◆ **Assignment**: Copy out the data word for word. The images are not part of the copy.

*** The data ***

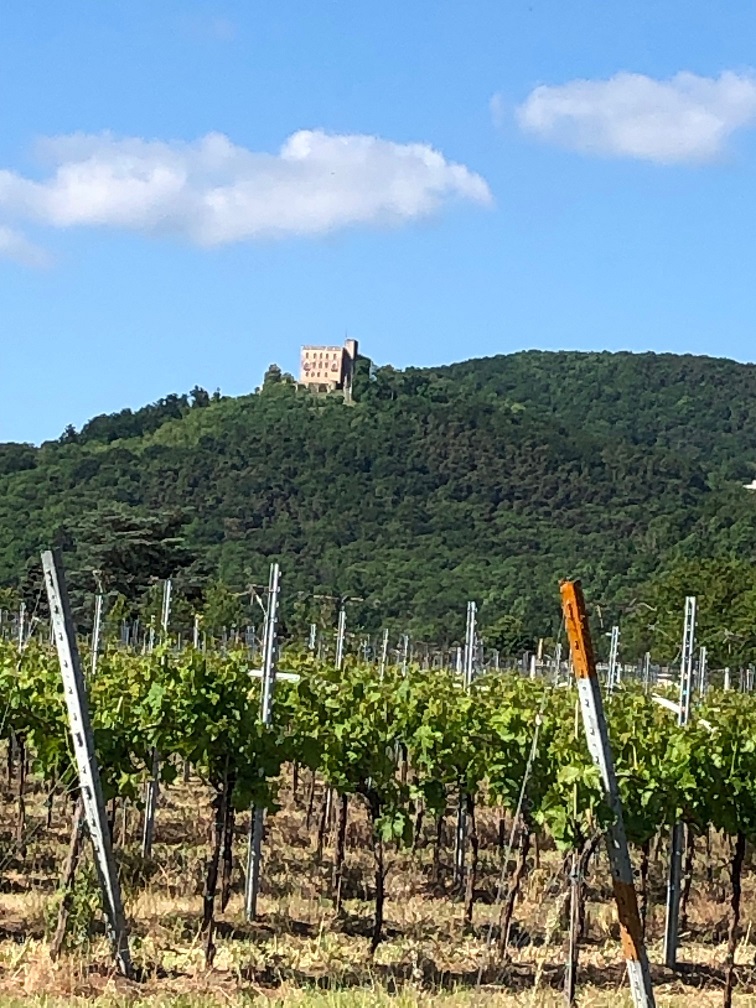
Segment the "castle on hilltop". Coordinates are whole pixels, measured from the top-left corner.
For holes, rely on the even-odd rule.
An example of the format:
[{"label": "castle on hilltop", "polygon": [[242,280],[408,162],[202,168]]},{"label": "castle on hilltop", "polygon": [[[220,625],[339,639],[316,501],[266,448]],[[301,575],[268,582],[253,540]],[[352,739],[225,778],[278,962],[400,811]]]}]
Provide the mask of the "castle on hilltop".
[{"label": "castle on hilltop", "polygon": [[344,346],[303,346],[299,357],[299,384],[311,392],[343,391],[352,397],[352,380],[357,363],[357,340]]}]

*** End of The data ***

◆ **Solution for this exercise**:
Segment the "castle on hilltop". Coordinates are whole pixels, measured from the top-left corner.
For holes, rely on the even-odd rule.
An example of the format:
[{"label": "castle on hilltop", "polygon": [[242,280],[408,162],[202,168]]},{"label": "castle on hilltop", "polygon": [[[220,625],[339,639],[316,501],[266,448]],[[301,575],[268,582],[253,540]],[[352,739],[225,778],[278,962],[400,811]]]}]
Provide the mask of the "castle on hilltop".
[{"label": "castle on hilltop", "polygon": [[344,346],[303,346],[299,357],[299,384],[311,392],[343,391],[352,397],[352,380],[357,363],[357,340]]}]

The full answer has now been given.